## BEGIN

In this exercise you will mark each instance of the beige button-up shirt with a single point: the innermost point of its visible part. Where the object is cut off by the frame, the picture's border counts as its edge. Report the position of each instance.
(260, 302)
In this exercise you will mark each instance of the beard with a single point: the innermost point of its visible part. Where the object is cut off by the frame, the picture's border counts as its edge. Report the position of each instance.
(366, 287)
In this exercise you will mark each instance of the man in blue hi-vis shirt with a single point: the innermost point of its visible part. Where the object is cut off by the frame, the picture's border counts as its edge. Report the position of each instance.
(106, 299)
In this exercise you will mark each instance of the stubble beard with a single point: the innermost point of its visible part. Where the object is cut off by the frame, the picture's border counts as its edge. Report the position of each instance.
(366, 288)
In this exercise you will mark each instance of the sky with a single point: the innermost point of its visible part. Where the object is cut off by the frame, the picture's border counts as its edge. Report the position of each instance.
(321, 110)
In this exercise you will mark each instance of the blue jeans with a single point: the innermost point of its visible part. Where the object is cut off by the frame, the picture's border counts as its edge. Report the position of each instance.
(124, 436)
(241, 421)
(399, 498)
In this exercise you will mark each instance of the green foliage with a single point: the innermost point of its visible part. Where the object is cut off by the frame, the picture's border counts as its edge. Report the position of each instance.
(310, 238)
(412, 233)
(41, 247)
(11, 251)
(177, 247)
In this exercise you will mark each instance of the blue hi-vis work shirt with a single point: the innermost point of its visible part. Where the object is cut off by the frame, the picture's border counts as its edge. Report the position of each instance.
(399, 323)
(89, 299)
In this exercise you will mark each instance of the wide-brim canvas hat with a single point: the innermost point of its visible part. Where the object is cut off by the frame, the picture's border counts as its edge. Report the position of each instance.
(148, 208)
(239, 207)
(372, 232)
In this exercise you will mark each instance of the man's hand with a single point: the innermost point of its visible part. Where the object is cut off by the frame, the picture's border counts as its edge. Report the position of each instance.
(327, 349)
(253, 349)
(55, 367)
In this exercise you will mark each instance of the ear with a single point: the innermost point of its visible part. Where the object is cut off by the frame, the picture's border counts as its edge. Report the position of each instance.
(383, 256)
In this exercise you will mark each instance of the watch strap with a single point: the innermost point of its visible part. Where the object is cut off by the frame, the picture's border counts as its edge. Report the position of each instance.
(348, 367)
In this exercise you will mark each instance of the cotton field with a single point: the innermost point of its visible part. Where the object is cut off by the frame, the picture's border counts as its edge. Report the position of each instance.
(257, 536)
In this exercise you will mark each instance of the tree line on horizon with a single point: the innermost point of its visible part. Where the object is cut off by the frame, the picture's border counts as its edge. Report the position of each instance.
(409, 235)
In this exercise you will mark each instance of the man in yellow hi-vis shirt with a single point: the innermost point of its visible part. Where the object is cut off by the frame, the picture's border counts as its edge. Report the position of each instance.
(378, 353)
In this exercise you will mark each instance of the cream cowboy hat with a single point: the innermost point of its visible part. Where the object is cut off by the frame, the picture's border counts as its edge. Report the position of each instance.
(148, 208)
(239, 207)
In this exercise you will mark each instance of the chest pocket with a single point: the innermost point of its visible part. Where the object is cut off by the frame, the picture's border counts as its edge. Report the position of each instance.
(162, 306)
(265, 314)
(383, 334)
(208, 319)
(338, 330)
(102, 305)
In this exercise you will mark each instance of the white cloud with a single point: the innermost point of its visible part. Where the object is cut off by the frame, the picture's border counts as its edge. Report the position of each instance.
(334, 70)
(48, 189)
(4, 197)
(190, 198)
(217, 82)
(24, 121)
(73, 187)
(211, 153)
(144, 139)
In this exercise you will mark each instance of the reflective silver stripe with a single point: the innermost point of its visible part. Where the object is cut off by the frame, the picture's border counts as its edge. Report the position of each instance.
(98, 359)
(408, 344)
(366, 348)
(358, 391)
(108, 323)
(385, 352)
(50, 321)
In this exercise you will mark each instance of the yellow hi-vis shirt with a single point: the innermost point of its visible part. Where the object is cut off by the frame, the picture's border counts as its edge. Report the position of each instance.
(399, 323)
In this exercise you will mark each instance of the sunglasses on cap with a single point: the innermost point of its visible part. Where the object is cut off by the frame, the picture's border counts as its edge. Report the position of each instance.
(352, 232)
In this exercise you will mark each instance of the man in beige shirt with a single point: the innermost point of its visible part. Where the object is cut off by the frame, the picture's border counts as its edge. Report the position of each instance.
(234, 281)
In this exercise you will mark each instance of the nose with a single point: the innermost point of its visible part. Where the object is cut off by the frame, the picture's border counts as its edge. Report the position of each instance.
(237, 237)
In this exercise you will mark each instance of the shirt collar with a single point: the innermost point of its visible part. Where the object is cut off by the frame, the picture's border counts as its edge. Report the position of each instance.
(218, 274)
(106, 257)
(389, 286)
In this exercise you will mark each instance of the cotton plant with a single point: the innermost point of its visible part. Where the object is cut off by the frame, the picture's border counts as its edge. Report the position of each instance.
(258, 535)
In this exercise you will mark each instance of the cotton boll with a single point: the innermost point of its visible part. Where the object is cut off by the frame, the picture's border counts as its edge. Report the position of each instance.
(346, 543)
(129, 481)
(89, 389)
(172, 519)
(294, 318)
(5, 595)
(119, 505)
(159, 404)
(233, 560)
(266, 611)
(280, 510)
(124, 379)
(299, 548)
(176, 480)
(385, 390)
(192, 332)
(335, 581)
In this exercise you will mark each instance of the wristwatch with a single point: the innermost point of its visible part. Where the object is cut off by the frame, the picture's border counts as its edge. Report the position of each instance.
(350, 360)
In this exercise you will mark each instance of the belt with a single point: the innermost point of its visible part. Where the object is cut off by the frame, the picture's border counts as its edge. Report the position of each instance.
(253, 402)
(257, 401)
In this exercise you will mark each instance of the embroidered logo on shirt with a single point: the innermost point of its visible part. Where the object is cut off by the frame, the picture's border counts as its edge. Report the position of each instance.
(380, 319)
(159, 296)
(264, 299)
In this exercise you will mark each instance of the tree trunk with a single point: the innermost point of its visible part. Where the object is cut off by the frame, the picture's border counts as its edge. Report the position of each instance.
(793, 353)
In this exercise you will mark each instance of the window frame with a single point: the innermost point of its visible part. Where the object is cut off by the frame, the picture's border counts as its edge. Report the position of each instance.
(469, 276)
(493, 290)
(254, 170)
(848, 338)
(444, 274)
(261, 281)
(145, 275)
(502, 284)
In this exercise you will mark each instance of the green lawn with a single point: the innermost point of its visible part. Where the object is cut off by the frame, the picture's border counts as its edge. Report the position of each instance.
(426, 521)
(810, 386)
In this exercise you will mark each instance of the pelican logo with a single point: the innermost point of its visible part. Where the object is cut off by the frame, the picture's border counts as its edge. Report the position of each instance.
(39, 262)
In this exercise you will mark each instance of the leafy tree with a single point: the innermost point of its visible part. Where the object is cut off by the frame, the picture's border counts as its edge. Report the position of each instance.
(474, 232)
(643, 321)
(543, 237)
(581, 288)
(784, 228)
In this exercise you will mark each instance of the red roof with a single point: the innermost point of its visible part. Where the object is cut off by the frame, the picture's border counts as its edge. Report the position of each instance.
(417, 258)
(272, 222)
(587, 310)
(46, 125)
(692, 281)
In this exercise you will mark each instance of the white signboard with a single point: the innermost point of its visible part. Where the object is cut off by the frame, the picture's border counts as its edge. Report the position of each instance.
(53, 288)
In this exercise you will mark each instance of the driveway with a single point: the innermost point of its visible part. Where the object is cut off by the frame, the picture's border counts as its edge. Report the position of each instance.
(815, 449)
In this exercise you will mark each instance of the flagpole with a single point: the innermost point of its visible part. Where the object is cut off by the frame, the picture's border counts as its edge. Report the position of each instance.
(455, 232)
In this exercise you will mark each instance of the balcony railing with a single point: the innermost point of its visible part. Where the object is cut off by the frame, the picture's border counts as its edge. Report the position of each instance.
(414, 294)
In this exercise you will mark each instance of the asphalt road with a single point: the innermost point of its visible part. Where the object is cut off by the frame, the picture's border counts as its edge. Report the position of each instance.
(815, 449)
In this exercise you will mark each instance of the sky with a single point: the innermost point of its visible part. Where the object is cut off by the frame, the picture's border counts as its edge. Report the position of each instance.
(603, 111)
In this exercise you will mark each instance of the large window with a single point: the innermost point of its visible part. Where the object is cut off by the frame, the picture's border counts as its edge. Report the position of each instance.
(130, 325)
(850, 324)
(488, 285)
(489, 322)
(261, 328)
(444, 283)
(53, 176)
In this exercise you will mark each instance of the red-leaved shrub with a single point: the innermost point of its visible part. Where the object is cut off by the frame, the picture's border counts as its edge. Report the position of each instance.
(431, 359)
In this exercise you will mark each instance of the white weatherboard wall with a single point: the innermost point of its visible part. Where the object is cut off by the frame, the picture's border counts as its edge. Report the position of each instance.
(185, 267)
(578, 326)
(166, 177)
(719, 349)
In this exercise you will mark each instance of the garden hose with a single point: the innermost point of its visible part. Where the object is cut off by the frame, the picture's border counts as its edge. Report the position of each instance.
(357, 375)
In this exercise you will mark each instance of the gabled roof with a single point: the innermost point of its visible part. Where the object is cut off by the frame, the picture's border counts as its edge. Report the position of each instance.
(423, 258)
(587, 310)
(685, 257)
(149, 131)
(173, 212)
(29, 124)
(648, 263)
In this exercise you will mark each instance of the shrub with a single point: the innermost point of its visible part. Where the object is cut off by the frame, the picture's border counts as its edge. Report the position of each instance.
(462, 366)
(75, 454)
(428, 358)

## END

Aim: Reproduce only the lines running from the one that contains "In this exercise you will mark each instance of the gabled" to the last line of the records.

Output for this exercise:
In this exercise you will mark each instance of the gabled roof with a single point: the innermost point of its visible part. Where the object is cut off by the frame, the picture's border counts as its edge. Report the position of each instance.
(423, 258)
(587, 310)
(685, 257)
(149, 131)
(173, 212)
(29, 124)
(648, 263)
In this exercise you will mark each instance of the shrub with a single point: the innermost point of its visible part. Where the object is cut off by the frame, the picture's border counts as its edge. Report the position of each instance.
(462, 366)
(75, 454)
(428, 358)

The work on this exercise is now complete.